[Brontekst]:
Steriele schoonheid
In Conrad life on stage stapte de dichter af van de vervreemdende, experimentele vorm, waarin zijn poëzie oorspronkelijk werd gepresenteerd. Daarnaast bracht hij ook enkele minieme wijzigingen aan, waarbij geforceerd taalgebruik en overbodige adjectieven werden geschrapt: ‘klammig’ wordt gewoon ‘klam’ (p. 78), het archaïsche ‘doch’ is vervangen door ‘maar’, het stijve ‘indachtig’ wordt ‘opgedragen’ en de integrale cyclus ‘De Vrouw en de Liefde’ verdween.
Conrads beeldspraak en barokke taal correleren met de a-emotionaliteit van de gedichten. Wulpse maar frigide vrouwen bevolken zijn fragmentair geschetste, geheimzinnige stadstaferelen. De hypergecultiveerde maar gevoelsarme personages zoeken hun heil in gemaniëreerde en steriele schoonheid, in bewust gekoesterde kitsch, teneinde niet weg te glijden in een verziekte, absurde wereld. Mensen worden wezenloze poppen, zoals blijkt uit zijn Beardsley-achtige tekeningen en uit het gedicht ‘Een pop van Patrick Conrad met Pola Negri in de rol van Eleonora’ (1966):
Conrads poëzie bruuskeert. Ze haalt haar vitaliteit uit een barok en beeldend gegoochel met woorden en retorische stijlfiguren’
Aan de oppervlakte, onherroepelijk,
in het gebluste Saigon dot was een bruisende neonstruik
wordt Eleonora haast onmerkbaar traag een pop.

[Opdracht]: Zet de brontekst over de poëzie van Patrick Conrad voort, te beginnen na de laatste getoonde regel.

[Weergegeven rijen]:
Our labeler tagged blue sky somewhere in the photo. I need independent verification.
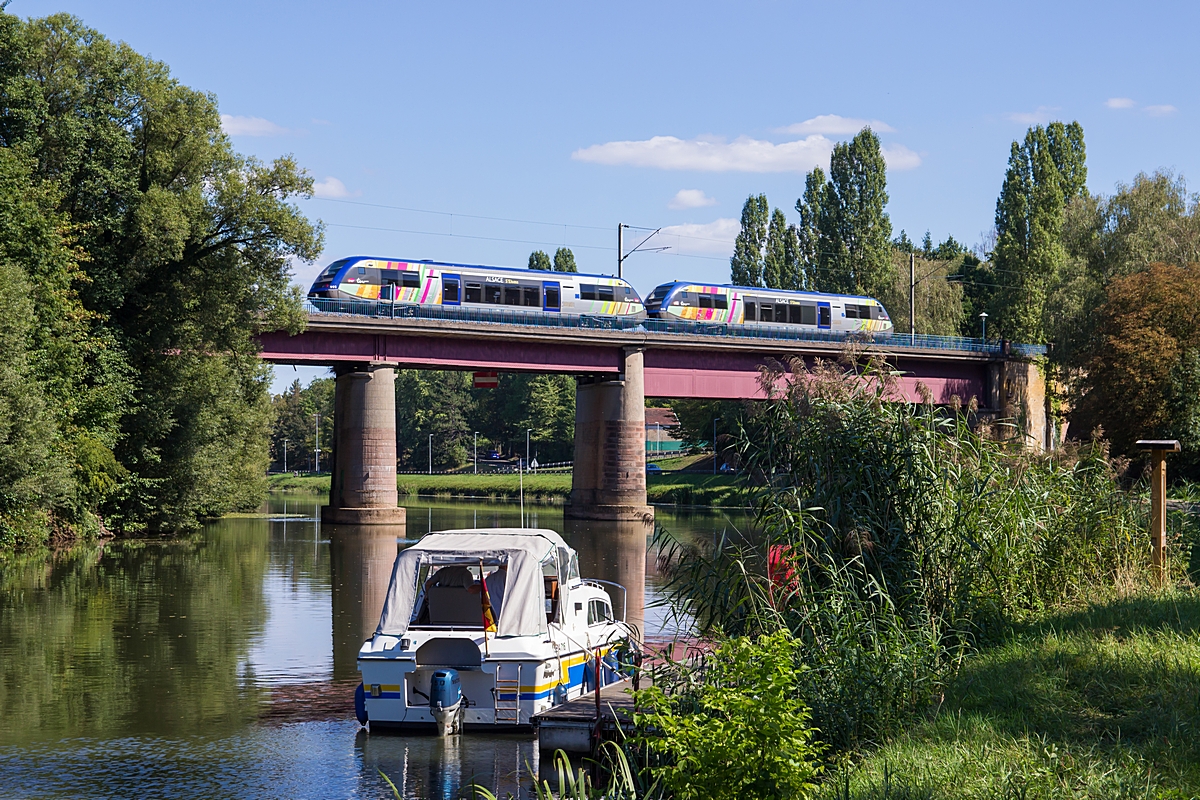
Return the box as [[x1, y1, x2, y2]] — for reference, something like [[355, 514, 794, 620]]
[[8, 0, 1200, 388]]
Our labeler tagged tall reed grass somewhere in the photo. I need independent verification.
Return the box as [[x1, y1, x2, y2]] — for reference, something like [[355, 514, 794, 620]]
[[656, 353, 1156, 748]]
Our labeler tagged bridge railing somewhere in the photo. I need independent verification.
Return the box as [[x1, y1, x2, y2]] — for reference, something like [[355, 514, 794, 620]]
[[305, 297, 1046, 356]]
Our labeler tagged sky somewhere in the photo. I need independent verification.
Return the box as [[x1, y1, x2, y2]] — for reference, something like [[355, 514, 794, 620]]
[[7, 0, 1200, 391]]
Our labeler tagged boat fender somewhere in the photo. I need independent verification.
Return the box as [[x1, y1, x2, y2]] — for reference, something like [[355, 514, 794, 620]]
[[354, 684, 367, 726]]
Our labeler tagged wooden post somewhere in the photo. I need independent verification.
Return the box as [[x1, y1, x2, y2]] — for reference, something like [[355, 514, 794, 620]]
[[1138, 439, 1180, 583]]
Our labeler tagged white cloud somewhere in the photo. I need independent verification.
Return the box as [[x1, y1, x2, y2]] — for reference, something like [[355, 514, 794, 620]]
[[644, 217, 742, 255], [1004, 106, 1062, 125], [221, 114, 292, 136], [571, 136, 833, 173], [776, 114, 895, 136], [312, 175, 360, 200], [667, 188, 716, 211]]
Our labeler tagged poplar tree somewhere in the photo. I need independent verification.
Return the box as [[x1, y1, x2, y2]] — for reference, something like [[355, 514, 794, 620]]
[[990, 122, 1087, 342], [730, 194, 769, 287], [552, 247, 580, 272]]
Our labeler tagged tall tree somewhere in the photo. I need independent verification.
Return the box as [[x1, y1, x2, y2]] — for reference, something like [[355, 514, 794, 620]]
[[730, 194, 770, 287], [806, 127, 892, 295], [989, 122, 1087, 342], [554, 247, 580, 272]]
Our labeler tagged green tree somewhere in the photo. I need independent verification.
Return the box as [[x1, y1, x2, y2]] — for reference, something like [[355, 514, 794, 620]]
[[730, 194, 769, 287], [989, 122, 1087, 342], [552, 247, 580, 272], [816, 127, 892, 295]]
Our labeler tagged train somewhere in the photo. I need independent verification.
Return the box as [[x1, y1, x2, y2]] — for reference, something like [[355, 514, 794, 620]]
[[308, 255, 893, 336]]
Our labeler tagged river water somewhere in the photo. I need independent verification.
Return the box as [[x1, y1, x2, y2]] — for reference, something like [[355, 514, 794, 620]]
[[0, 495, 748, 798]]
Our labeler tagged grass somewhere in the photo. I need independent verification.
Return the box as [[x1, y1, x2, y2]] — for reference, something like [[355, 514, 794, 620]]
[[268, 473, 745, 507], [822, 590, 1200, 800]]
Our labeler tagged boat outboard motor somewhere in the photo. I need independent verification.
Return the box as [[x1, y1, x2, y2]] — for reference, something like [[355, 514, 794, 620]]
[[430, 669, 463, 736]]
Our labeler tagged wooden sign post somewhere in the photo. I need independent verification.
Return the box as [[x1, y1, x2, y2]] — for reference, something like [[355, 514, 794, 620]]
[[1138, 439, 1180, 583]]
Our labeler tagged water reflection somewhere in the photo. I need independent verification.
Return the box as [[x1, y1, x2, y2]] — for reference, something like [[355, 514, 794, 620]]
[[0, 497, 745, 798]]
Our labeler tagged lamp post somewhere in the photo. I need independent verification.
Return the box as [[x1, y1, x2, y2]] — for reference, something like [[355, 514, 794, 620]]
[[313, 414, 320, 475], [713, 416, 721, 475]]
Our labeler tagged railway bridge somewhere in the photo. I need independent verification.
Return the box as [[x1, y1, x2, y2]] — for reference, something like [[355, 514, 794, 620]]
[[259, 307, 1051, 524]]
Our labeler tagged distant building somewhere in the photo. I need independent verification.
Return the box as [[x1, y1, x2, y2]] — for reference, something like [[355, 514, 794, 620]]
[[646, 408, 683, 456]]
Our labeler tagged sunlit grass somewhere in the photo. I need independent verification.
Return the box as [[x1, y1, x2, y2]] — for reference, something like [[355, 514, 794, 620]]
[[822, 590, 1200, 800]]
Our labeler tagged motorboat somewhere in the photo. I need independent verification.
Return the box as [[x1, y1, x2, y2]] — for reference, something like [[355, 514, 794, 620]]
[[355, 528, 641, 735]]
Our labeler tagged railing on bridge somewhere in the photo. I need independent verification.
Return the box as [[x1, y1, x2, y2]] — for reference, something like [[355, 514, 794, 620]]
[[305, 297, 1046, 356]]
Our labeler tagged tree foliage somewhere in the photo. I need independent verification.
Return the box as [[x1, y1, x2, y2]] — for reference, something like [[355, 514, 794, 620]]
[[0, 12, 322, 542]]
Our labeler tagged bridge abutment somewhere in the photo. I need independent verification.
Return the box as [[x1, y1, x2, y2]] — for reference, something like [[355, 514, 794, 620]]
[[320, 365, 404, 525], [565, 348, 654, 521]]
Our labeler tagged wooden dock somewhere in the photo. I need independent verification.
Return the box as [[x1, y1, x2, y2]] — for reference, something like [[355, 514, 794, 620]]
[[533, 675, 650, 753]]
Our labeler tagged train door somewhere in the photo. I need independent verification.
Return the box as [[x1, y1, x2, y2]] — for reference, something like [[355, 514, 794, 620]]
[[442, 272, 462, 306], [541, 281, 563, 311]]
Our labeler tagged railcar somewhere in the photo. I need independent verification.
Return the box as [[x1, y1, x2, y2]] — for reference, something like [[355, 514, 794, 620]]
[[308, 257, 646, 319], [646, 281, 892, 336]]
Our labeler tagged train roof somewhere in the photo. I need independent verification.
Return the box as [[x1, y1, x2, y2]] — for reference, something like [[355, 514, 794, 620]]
[[654, 281, 882, 305], [325, 255, 632, 285]]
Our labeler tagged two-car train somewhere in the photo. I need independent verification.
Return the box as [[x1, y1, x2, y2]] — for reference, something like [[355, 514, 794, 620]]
[[308, 257, 892, 336]]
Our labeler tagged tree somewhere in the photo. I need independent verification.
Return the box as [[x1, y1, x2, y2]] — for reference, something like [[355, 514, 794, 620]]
[[730, 194, 769, 287], [989, 122, 1087, 342], [552, 247, 578, 272]]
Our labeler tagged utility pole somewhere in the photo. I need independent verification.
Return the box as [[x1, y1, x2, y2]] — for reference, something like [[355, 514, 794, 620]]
[[908, 253, 917, 338], [617, 222, 626, 278]]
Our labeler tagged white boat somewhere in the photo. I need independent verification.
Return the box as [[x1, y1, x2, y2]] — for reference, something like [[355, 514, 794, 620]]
[[355, 528, 640, 734]]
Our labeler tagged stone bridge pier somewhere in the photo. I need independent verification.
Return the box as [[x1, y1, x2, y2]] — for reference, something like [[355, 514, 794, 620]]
[[564, 348, 654, 521], [320, 363, 404, 525]]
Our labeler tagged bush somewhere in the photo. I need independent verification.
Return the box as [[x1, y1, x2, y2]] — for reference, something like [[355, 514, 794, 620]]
[[634, 631, 821, 800]]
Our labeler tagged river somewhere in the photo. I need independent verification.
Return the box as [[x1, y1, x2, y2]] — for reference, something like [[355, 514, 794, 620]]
[[0, 495, 748, 798]]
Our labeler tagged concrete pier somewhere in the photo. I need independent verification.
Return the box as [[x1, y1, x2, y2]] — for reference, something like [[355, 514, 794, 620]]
[[320, 365, 404, 525], [564, 348, 654, 521]]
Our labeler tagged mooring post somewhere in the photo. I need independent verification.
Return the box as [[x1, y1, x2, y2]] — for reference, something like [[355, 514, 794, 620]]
[[1138, 439, 1180, 583]]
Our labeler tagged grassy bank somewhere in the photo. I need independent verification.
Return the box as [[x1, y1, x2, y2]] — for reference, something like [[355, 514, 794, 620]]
[[821, 590, 1200, 800], [269, 473, 745, 507]]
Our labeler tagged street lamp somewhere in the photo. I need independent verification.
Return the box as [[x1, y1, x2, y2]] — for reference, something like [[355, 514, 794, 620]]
[[313, 414, 320, 475], [713, 416, 721, 475]]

[Antwoord]:
Waar gescheurd het natte licht hangt in groene flarden
en het slijk de zolen zuigt als slijm,
waar slechts de druppel maar nooit de regen komt,
aan de andere zijde van het paard;
een kind dat is een draad
met als blinde bloemen de bleke blik der napalmogen.
Midden de hoge duisternis en het vlokkige stof der kamers
versteent Eleonora roerloos bitter in haar roze schors,
zoals in die verre landen
sinds lang de zon zich bevindt
ergens op de bodem van de stilte.
Patrick Conrad [foto: Gerald Dauphin]
Kortom, de wereld is een groot theater, waarin Wildeaanse leugens, maskerades en paradoxen dominant aanwezig zijn. Paul de Vree wees in Onder experimenteel vuur (De Galge, 1968, p. 321-325) op de functie van de leugen in Conrads poëzie: ‘(...) het leven is alleen uit te houden (...) door in de leugens (het spel) te geloven die men zelf met schijnbare wetenschappelijke stellingen opbouwt’.
Die ambivalente combinatie van esthetiek en verrotting, van schoonheid en verval, van dood en erotiek, van hypercivilisatie en ondergangsstemming is ook manifest aanwezig in Met Sappho op de sofa (1970) en ii Sad songs for Edward Kienholz (1971). Paul de Vree omschreef in ‘insoliete fantast’ (De Periscoop, jg. 21, 1971, nr. 9-10, p. 4) de eerste bundel, die tevens dertien karakteristieke ‘situatie’-tekeningen van Conrad bevat, als een filmische montage van ‘overwegend griezelige en burleske sekwenties’, waaruit de ‘drang naar het zuivere, de perfectie’ uit eerdere bundels nog opmerkelijk blijkt.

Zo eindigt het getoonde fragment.